**SUPPLIED RECORDS:**
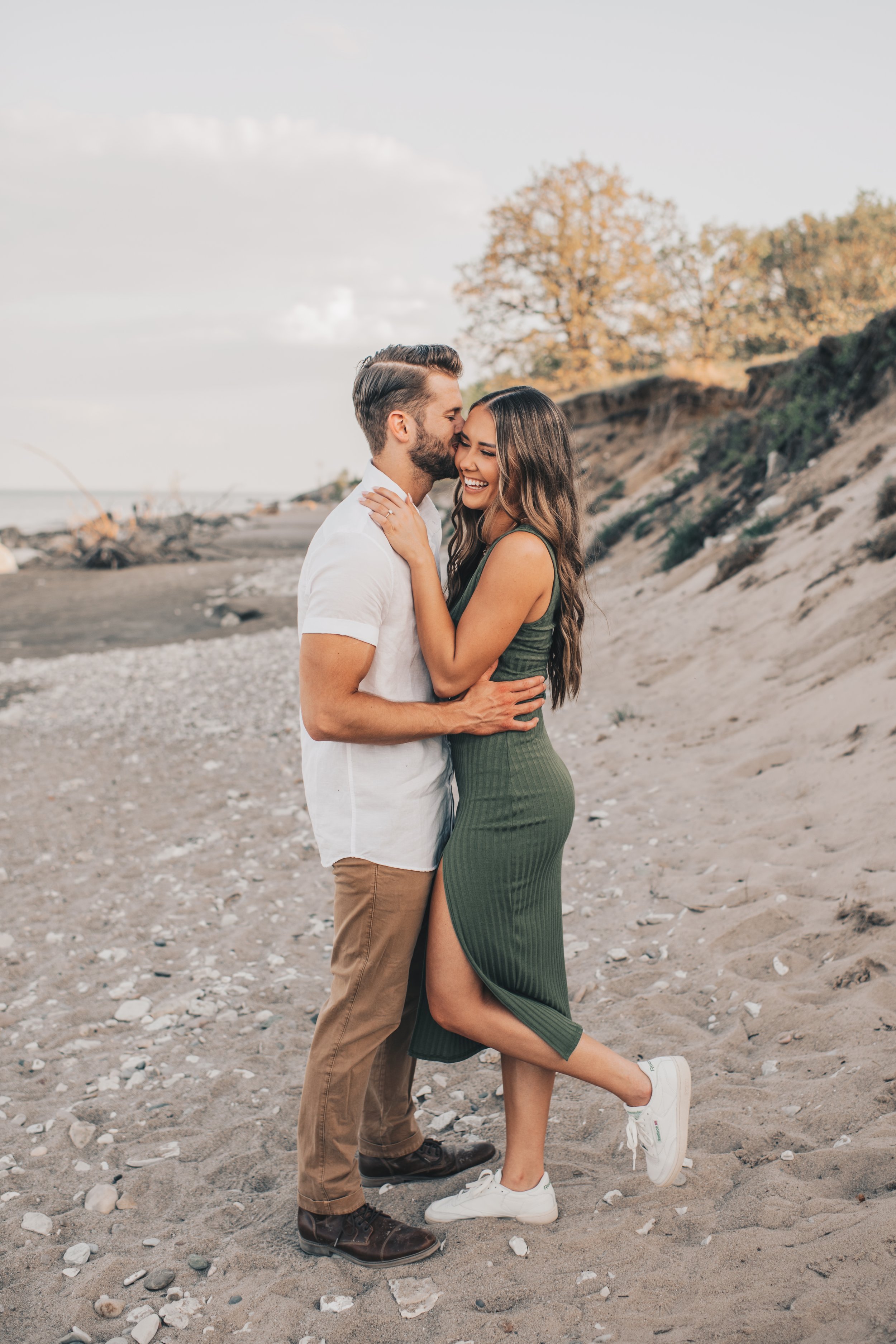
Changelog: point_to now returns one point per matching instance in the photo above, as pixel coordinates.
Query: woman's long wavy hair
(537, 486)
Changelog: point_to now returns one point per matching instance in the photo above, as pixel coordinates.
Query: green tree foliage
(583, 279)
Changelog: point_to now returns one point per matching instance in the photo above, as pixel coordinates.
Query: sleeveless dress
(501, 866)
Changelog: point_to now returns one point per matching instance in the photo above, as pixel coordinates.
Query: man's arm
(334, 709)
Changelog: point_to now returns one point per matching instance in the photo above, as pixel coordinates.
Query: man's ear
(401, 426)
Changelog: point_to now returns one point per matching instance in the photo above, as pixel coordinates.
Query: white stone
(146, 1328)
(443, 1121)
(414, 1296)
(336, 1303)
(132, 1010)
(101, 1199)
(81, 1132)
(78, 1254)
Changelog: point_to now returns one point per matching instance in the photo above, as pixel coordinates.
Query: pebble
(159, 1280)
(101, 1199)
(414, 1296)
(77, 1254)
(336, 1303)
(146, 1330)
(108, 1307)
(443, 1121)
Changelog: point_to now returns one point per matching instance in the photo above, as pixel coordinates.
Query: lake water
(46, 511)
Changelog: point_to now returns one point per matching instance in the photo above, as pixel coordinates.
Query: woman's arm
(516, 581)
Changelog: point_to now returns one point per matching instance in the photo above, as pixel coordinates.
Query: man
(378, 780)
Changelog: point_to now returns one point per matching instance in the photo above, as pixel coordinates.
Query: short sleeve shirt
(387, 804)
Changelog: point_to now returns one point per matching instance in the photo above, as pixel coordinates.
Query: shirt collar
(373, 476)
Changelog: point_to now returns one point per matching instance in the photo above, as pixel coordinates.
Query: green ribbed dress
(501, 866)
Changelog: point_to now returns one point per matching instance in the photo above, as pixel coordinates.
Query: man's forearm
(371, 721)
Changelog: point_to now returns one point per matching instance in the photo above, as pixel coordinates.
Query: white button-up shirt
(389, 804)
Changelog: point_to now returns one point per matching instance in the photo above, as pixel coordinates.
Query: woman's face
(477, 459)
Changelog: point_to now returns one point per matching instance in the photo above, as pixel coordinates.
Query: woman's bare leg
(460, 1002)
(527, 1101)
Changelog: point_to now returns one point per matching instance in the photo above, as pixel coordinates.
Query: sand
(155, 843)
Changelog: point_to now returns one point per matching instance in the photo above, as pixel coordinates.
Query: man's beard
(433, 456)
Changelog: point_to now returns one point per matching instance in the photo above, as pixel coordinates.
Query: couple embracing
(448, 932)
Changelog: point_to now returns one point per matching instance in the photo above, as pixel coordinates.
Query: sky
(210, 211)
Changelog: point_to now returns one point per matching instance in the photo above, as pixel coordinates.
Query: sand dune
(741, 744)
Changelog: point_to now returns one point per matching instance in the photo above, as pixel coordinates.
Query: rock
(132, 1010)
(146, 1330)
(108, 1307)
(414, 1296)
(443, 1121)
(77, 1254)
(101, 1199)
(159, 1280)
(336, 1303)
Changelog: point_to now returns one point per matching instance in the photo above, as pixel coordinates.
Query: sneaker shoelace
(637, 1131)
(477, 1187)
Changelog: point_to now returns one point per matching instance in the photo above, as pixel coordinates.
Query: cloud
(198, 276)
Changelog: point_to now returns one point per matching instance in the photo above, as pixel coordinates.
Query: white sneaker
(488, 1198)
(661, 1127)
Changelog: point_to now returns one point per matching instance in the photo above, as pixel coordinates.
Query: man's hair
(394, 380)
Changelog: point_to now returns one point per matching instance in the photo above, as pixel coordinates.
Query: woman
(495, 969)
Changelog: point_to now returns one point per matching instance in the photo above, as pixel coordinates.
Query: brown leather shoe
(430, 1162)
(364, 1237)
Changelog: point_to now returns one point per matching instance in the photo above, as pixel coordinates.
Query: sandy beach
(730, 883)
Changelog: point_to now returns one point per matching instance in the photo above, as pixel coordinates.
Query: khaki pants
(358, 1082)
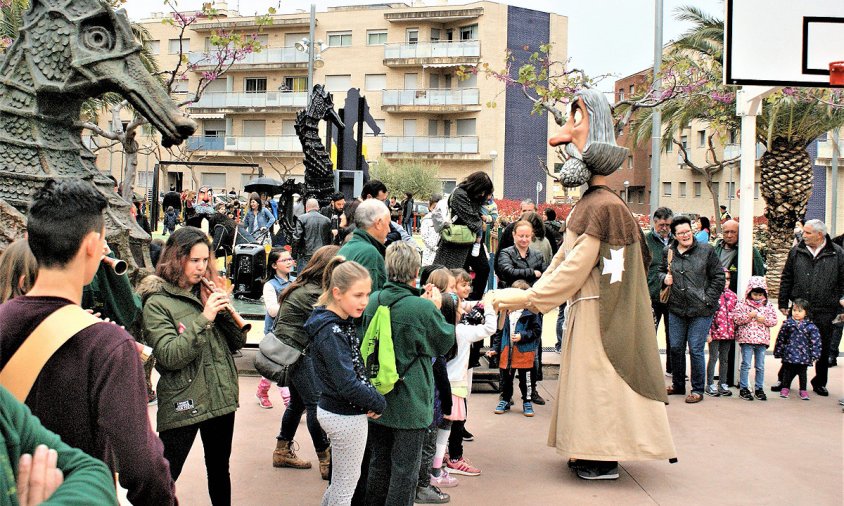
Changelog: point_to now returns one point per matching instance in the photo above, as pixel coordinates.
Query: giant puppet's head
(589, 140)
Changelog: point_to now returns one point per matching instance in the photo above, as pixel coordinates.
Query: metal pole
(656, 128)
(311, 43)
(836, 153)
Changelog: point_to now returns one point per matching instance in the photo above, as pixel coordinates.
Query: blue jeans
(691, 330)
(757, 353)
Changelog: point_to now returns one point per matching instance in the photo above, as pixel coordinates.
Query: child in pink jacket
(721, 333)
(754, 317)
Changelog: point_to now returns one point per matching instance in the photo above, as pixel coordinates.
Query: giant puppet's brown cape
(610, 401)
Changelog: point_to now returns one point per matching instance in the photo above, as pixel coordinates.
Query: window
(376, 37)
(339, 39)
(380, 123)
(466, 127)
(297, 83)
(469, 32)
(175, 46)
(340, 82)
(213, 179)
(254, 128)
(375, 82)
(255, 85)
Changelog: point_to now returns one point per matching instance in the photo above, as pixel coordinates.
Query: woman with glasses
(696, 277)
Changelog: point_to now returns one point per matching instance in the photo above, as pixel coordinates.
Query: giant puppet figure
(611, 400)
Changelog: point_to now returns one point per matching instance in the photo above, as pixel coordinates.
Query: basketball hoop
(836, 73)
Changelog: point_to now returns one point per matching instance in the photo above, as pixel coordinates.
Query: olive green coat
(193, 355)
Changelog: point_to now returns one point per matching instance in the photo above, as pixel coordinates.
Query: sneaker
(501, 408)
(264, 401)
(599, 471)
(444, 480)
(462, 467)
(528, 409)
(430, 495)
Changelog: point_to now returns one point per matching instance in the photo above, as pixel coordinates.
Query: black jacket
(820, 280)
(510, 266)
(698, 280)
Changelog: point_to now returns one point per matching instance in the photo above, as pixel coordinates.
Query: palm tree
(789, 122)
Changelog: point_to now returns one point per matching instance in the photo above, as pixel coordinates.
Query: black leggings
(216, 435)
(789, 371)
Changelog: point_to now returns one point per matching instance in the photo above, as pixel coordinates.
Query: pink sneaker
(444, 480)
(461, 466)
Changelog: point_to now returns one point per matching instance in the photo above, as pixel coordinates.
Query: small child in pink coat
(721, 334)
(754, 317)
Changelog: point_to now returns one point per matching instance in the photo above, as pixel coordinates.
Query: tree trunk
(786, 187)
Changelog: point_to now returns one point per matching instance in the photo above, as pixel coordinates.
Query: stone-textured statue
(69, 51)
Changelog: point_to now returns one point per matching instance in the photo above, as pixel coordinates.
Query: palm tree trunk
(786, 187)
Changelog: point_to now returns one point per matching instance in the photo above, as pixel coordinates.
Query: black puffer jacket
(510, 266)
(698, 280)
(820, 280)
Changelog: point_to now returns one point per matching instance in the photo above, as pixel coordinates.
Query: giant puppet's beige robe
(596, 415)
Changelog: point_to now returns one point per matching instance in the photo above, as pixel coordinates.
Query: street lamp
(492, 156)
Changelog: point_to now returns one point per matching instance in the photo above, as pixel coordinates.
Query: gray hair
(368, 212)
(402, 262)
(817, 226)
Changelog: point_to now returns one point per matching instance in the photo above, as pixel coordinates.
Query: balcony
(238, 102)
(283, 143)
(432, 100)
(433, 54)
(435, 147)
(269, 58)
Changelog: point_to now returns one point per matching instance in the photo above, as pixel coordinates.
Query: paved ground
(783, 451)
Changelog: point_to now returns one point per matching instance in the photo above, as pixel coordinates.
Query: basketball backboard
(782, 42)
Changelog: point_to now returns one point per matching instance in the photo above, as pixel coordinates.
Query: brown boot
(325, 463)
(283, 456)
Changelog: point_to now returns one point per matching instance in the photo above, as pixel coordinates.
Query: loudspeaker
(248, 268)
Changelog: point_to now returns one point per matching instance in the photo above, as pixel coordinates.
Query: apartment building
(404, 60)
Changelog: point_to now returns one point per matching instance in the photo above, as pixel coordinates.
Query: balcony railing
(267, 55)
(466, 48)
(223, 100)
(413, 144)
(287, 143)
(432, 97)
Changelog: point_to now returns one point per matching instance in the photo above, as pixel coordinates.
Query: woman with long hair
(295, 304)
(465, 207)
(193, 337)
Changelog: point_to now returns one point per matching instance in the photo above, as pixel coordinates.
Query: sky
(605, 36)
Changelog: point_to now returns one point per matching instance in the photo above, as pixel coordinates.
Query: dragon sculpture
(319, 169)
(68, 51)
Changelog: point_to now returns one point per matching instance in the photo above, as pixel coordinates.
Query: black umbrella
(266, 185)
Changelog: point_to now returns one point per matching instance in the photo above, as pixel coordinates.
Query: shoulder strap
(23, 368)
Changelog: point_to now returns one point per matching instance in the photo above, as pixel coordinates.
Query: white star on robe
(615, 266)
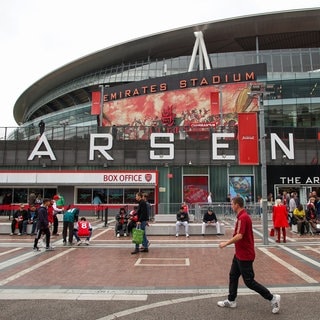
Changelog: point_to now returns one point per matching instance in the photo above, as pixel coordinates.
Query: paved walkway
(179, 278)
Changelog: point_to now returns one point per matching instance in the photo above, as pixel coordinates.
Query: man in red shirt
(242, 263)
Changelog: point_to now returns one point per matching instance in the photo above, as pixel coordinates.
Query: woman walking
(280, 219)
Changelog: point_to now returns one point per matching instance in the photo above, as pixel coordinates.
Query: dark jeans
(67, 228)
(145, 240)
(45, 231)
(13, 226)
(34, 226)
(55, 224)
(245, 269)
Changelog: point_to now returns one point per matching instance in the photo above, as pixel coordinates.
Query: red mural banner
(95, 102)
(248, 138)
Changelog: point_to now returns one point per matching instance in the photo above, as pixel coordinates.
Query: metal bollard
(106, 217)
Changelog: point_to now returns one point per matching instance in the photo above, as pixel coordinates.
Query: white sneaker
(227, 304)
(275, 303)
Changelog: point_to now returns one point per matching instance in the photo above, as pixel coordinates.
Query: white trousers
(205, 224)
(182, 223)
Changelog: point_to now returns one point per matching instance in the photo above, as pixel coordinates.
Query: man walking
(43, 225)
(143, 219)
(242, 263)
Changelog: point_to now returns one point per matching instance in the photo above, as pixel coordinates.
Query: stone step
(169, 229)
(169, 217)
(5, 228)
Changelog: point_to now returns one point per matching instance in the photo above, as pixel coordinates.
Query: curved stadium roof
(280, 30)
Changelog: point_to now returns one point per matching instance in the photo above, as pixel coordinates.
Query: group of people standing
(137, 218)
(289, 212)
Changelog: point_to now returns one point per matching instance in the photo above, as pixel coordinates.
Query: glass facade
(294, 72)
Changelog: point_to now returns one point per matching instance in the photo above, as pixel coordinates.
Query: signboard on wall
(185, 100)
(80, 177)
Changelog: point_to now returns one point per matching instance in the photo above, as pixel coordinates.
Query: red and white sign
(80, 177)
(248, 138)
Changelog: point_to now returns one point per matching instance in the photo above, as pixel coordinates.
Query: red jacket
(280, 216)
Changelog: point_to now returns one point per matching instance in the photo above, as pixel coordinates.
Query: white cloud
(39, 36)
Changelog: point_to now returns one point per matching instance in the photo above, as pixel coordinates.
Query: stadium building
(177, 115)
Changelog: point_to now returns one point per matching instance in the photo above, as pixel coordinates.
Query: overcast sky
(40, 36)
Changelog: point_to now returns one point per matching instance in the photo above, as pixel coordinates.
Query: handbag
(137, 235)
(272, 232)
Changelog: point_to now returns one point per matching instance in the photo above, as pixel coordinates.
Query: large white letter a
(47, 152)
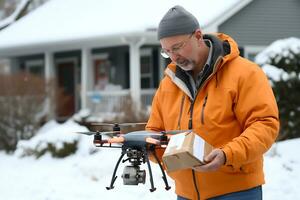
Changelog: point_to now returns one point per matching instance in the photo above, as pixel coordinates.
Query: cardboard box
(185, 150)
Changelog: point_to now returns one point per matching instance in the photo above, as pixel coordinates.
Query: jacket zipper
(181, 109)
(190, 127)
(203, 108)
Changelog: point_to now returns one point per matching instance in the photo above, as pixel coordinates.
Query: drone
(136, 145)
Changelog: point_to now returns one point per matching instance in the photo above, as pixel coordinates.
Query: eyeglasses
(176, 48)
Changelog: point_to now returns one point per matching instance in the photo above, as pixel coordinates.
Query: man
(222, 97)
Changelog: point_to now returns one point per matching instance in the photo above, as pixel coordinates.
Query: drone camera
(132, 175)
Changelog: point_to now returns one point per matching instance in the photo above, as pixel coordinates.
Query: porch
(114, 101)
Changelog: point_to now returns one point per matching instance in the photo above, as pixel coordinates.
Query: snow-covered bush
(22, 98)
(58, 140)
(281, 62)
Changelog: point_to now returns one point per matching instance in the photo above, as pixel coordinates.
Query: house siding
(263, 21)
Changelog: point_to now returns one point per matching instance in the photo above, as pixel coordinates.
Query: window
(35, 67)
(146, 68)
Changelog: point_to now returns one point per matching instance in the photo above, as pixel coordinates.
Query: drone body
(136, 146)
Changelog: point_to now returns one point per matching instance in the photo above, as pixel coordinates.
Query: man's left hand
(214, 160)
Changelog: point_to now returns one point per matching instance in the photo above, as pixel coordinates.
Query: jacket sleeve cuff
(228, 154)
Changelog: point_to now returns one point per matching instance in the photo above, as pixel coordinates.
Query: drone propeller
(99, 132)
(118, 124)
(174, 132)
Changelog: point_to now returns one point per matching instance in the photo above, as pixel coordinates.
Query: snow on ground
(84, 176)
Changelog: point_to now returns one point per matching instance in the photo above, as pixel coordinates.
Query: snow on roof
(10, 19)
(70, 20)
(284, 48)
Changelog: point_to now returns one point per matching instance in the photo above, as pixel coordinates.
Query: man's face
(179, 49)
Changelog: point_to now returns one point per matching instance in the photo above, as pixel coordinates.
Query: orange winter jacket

**TASK PROMPT:** The line with "Query: snow on ground" marks where to start. Transcribe from there through the final line of the records, exactly and with nothing added.

**OUTPUT:**
Query: snow on ground
(84, 176)
Changelog: point_to now returns one point per matching instance in the photo above, as pixel coordinates.
Query: snow on roof
(10, 19)
(70, 20)
(284, 48)
Changelog: point_to now returns one point per matching instance in the photo above, as pixel coordinates.
Query: man's face
(179, 49)
Changelog: point_to now returns one point per matching instance in the photo above, as pixel coordinates.
Query: orange winter jacket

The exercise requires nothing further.